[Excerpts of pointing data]
start

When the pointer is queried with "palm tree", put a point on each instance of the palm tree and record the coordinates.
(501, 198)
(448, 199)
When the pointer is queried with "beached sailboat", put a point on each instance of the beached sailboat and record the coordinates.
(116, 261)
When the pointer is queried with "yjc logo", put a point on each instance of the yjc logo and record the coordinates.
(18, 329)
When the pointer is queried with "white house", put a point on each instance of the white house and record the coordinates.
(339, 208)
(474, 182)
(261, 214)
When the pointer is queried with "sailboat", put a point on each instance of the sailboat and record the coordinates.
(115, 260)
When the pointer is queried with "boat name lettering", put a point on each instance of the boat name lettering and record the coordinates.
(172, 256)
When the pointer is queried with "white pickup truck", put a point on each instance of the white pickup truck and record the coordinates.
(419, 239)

end

(TASK TO CARRY OUT) Switch "coordinates" to "position" throughout the items above, and write them out again with nothing else altered.

(TASK ANSWER)
When the pointer is queried with "palm tree", put a point on each instance of the palm tree and record the position.
(501, 198)
(448, 199)
When the pointer is queried with "beached sailboat", put a point on each instance of the beached sailboat and record the position.
(116, 261)
When the pointer is queried with "yjc logo", put a point on each instance of the yjc logo and record the position.
(18, 329)
When the pointer is queried with "white house", put a point on each instance of the white house and record the position.
(339, 208)
(474, 182)
(261, 214)
When the pointer is queried with "sailboat", put a point on each instance of the sailboat and record the position.
(115, 260)
When the pointer is queried with "boat name lettering", put a point on each instance of the boat name lettering and record the position.
(172, 256)
When the pointer is queried with "white pickup truck", put a point on each instance of the white pickup truck and record the position.
(419, 239)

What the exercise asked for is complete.